## Goal
Drop the images; return everything else in the listing below exactly.
--- begin Exercise material ---
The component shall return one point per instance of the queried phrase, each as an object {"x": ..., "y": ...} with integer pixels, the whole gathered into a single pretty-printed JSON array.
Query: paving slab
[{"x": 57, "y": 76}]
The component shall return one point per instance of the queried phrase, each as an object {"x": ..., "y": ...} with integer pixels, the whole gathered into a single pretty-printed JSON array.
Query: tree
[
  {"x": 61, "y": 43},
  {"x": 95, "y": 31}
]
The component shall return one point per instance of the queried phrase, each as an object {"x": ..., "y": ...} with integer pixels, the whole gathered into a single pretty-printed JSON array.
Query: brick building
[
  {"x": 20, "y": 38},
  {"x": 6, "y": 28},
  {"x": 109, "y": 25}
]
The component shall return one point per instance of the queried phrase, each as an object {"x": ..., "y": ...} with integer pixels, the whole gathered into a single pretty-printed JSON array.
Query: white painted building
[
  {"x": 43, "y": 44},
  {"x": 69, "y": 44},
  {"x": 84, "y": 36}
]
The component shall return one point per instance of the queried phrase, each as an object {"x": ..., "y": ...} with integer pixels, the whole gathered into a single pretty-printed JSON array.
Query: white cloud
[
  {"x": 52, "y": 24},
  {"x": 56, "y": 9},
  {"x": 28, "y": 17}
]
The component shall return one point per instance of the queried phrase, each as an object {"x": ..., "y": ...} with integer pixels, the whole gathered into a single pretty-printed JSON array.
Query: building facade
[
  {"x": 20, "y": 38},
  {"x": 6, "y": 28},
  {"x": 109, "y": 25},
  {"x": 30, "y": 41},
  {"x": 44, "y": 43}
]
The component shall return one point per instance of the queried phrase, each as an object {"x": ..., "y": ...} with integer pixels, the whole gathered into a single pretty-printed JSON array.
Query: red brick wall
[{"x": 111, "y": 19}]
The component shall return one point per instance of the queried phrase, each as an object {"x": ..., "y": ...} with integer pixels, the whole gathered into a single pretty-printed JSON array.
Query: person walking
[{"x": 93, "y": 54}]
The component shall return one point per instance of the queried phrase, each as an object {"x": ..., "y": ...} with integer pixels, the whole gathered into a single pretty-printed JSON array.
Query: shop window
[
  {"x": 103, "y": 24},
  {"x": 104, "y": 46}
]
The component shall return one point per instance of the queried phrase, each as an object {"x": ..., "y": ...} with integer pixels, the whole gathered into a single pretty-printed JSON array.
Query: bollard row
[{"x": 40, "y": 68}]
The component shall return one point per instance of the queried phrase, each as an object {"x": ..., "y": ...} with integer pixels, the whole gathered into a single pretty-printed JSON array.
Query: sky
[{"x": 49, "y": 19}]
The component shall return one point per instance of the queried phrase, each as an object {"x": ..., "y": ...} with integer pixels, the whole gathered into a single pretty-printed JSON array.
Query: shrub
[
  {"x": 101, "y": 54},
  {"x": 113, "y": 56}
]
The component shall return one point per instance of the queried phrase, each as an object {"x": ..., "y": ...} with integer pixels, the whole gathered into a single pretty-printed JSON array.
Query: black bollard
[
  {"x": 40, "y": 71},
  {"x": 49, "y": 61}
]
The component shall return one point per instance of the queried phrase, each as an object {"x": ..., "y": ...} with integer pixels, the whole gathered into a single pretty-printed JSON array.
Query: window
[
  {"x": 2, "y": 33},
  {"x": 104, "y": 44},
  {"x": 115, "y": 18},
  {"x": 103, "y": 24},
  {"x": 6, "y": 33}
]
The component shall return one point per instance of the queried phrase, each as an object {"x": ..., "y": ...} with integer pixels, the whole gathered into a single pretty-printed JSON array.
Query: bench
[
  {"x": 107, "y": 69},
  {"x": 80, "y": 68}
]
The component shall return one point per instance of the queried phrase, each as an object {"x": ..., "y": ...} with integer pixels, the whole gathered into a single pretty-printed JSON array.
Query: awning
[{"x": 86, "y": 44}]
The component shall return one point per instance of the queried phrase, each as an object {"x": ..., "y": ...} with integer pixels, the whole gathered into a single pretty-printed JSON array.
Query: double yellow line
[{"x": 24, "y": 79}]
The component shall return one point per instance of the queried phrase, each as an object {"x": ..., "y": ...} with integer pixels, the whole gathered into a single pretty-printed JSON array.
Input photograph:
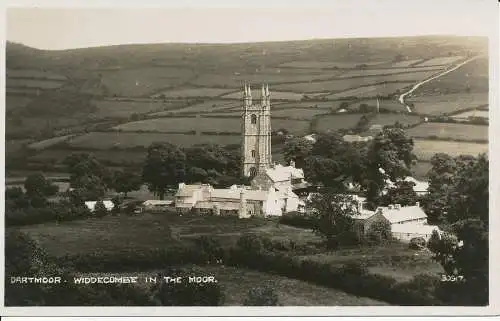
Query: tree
[
  {"x": 402, "y": 193},
  {"x": 165, "y": 167},
  {"x": 125, "y": 182},
  {"x": 100, "y": 209},
  {"x": 332, "y": 218},
  {"x": 297, "y": 149},
  {"x": 262, "y": 296}
]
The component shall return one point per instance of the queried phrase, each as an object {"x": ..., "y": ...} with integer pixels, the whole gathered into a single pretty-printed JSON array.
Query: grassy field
--- end Exercise material ---
## Solution
The component shall return one point per instance of the queried phrase, each as an object {"x": ..., "y": ...} with integer pixels, the whole gathered into a single pretty-printed JSON array.
Query: paving slab
[{"x": 57, "y": 76}]
The component shall return one point per instance of the queried phrase, each as an object {"x": ..., "y": ...} with integer pixels, the whole gathered into a single pretty-printed JSON array.
Query: tree
[
  {"x": 61, "y": 43},
  {"x": 95, "y": 31}
]
The component shall return one point per instance of the queried phrase, each as an object {"x": ..., "y": ...} with integer pixels, the whole gathered into a single pretty-printed JSON array.
Query: brick building
[
  {"x": 20, "y": 38},
  {"x": 6, "y": 28},
  {"x": 109, "y": 25}
]
The component shall return one point per instance of the queried phrase, each as an object {"x": ..., "y": ...} with integer pixels, the whole gathered into a single pretty-printed JSON array.
Query: white painted building
[
  {"x": 43, "y": 44},
  {"x": 69, "y": 44},
  {"x": 84, "y": 36}
]
The component shall return one point per instance of the queried phrase, each as an object {"x": ..., "y": ...} with integer pixels, the whole gathered into a single pretty-printed JSON array.
Query: white cloud
[
  {"x": 52, "y": 24},
  {"x": 56, "y": 9},
  {"x": 28, "y": 17}
]
The component shall return one point per instance of the queried phrase, each as an object {"x": ..., "y": ...} with integer pixels, the whole gathered into a single pretty-printed JSON array.
Query: building facade
[
  {"x": 20, "y": 38},
  {"x": 6, "y": 28},
  {"x": 109, "y": 25},
  {"x": 30, "y": 41},
  {"x": 44, "y": 43}
]
The component shall return one point per instance of the queried phrase, each as an object {"x": ..., "y": ...} with integer pixels, the whole gathered into a single pretty-printed JSON array.
Query: red brick wall
[{"x": 111, "y": 19}]
The component shall return one point per instance of the queried phrase, each as an object {"x": ..., "y": ...} with integer pixels, the whole gathered into a single pretty-printed JSON array.
Query: person walking
[{"x": 93, "y": 54}]
The component shall return one point per instance of the queried phrase, each as an object {"x": ..., "y": ...} with integer pixels, the whole gathered into a single pretty-printed JSON array.
Query: shop window
[
  {"x": 103, "y": 24},
  {"x": 104, "y": 46}
]
The component shall return one point per instance of the queried phrase, each as an object {"x": ..., "y": ...} with integer pixels, the whole gathered into a single pretty-printed JSON array.
Query: bollard row
[{"x": 40, "y": 68}]
The component shall return one point per instance of the queried phrase, each as an object {"x": ..., "y": ...} with integer pixels, the whole gathered into a single pretty-printed JSON array.
Query: sky
[{"x": 49, "y": 19}]
The component shall return one point per instance of the queried phrase, each as an object {"x": ..., "y": ...} with integer pixels, the whole gathered into a single pretty-printed JSON array.
Query: shrub
[
  {"x": 101, "y": 54},
  {"x": 113, "y": 56}
]
The component shall return one point per instance of the queried phrase, each as an object {"x": ..., "y": ...} with integer pixels, the whole gathered into a single pretty-printed JSON array.
Query: black bollard
[
  {"x": 40, "y": 71},
  {"x": 49, "y": 61}
]
The component shall return one point per instance of the queried phrase, each as an object {"x": ..., "y": ...} with integer pixels, the whole gathered into a single pretty-printed JSON array.
Query: window
[
  {"x": 2, "y": 33},
  {"x": 104, "y": 44},
  {"x": 115, "y": 18},
  {"x": 103, "y": 24},
  {"x": 6, "y": 33}
]
The component shall return one point per instance of the queried phrase, each as an object {"x": ..., "y": ...} with integer pixels, the whole gathered into a single pretty-printed JSON array.
Query: bench
[
  {"x": 107, "y": 69},
  {"x": 80, "y": 68}
]
The component shall return one point per instance of the queried phrase, each as an object {"x": ..., "y": ...} with integer pixels, the whole gathered into a single pretty-printed JSON array.
Query: awning
[{"x": 86, "y": 44}]
The component shall return one point per instance of the queried phrase, each as an object {"x": ..., "y": ...} with integer pixels, the whole gathered into a single pretty-printed JSON array.
Query: double yellow line
[{"x": 24, "y": 79}]
The component shall return one point per instance of the queried phrase, each as an object {"x": ..., "y": ...} with integer pixels, the whole gathered into a single pretty-printed JSON array.
Input photograph:
Query: tree
[
  {"x": 402, "y": 193},
  {"x": 165, "y": 167},
  {"x": 125, "y": 182},
  {"x": 100, "y": 209},
  {"x": 332, "y": 218},
  {"x": 297, "y": 149},
  {"x": 262, "y": 296}
]
The component shall return one point per instance of the queried phrase, each as an object {"x": ..., "y": ...} with integer pixels, the whole gathered into a single pretty-printed JSON array.
Query: grassy field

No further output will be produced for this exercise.